## GIVEN PASSAGE
There's a lady by the name of Verdell Davis, who is an author, and she lost her husband in a tragic plane crash. She penned these words:

"God is doing a greater work in us, and that can only come as we learn to trust him no matter how dark the days and sleepless the nights. And it is only as we have been through the darkness with him that what we know with our heads slides down into our hearts, and our hearts no longer demand answers. The Why? becomes unimportant when we believe that God can and will redeem the pain for our good and his glory…. When I put the sovereignty of God beside his unfailing love, my heart can rest."

I don't know where you're at this morning. I don't know what trials you're walking through right now, but I can tell you there's an enemy who wants to deceive you right now, who wants you to believe that God is inflicting this upon you, that God has abandoned you, that he has forsaken you, but I want you to know if you're a believer in Jesus Christ, Christ has paid all the price for you. There is no more condemnation, and he is allowing this in your life for a reason.

You're going to have to get to the place where you're not trusting God based upon what you see, but based on the faith you have in his character, that he is good, he is sovereign, he is loving, he has not abandoned you, he has not forsaken you, and you're going to have to take that by faith. You're going to have to anchor in and allow the Holy Spirit to teach you something in this and comfort you in the midst of it, as painful and as horrific as it may be.

We know for a fact trials happen usually for one of three reasons. Usually, it's because of sometimes our own sin that puts us into some pretty cruddy situations and inflicts collateral damage back on ourselves and others, or it's the sin of others that have victimized you and led you into some pain and trial. Quite often it's just simply from living in a fallen and broken world, waiting for a Redeemer and our hope to come.

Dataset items

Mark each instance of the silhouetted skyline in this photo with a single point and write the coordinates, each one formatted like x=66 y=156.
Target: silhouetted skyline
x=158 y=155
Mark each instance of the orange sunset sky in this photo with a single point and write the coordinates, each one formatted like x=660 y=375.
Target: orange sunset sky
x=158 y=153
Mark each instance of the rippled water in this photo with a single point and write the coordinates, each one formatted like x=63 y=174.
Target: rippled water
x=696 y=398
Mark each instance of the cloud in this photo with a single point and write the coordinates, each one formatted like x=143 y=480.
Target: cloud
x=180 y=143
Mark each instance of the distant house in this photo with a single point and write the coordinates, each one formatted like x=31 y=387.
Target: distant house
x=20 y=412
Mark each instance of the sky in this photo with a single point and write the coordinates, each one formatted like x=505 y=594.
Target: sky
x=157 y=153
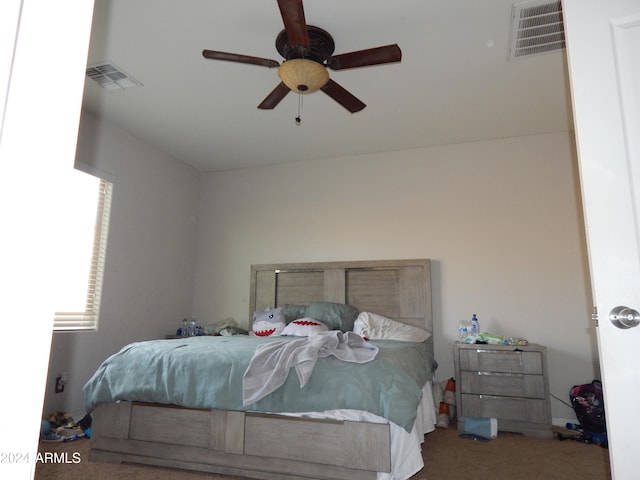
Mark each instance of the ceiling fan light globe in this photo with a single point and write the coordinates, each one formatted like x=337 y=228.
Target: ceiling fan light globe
x=302 y=75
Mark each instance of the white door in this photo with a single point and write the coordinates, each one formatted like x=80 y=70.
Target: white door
x=603 y=48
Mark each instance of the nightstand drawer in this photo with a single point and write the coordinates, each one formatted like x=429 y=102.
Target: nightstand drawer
x=503 y=384
x=505 y=408
x=507 y=361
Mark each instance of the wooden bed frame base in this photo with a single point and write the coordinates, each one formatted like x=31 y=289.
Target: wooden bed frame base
x=268 y=446
x=250 y=445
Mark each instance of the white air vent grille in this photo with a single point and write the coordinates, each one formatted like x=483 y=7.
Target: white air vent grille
x=111 y=77
x=537 y=28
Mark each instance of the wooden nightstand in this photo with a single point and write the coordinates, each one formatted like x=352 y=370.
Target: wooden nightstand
x=506 y=382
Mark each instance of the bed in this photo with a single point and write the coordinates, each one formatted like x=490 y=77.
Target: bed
x=327 y=444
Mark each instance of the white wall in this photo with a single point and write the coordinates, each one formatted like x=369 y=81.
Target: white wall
x=501 y=221
x=148 y=281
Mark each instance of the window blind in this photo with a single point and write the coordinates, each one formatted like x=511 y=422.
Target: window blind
x=86 y=316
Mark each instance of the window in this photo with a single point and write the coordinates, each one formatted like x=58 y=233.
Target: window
x=83 y=227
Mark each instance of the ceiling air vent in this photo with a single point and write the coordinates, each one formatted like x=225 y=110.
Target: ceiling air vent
x=537 y=28
x=111 y=77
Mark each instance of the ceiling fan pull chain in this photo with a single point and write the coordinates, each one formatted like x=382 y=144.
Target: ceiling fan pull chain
x=298 y=119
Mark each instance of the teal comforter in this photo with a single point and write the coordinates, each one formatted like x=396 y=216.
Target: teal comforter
x=206 y=372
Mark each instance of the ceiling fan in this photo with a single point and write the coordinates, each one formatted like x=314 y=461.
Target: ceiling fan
x=308 y=52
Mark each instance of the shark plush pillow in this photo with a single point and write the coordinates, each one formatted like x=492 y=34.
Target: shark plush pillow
x=269 y=322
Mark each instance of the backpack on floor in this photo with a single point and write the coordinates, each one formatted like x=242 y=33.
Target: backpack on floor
x=588 y=404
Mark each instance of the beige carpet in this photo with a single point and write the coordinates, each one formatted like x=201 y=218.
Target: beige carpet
x=447 y=457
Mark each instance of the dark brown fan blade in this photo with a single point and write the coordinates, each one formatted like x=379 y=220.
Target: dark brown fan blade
x=295 y=25
x=363 y=58
x=342 y=96
x=274 y=98
x=235 y=57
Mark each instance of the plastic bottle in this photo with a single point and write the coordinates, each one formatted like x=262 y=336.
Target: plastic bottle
x=462 y=331
x=475 y=326
x=185 y=328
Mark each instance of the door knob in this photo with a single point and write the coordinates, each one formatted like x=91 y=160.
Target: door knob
x=624 y=317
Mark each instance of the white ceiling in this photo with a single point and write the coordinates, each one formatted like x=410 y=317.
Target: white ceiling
x=454 y=84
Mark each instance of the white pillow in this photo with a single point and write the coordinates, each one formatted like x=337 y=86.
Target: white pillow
x=303 y=327
x=376 y=327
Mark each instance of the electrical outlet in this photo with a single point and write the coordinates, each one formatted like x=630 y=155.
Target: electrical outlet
x=59 y=385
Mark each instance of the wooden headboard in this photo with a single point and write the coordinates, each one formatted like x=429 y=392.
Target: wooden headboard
x=398 y=289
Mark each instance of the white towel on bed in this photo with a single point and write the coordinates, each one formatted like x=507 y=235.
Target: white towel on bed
x=269 y=367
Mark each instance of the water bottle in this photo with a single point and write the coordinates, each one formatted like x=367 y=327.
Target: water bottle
x=462 y=331
x=475 y=326
x=185 y=328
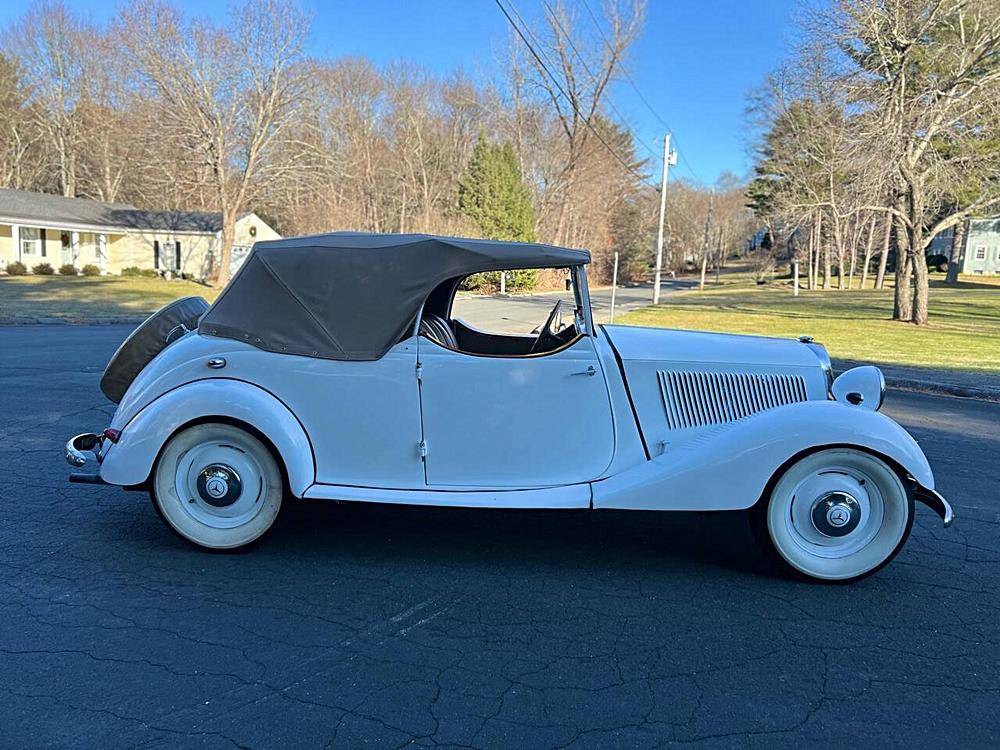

## WORK TASK
In the passage on trials, how did Verdell Davis lose her husband?

## RESPONSE
He died in a tragic plane crash.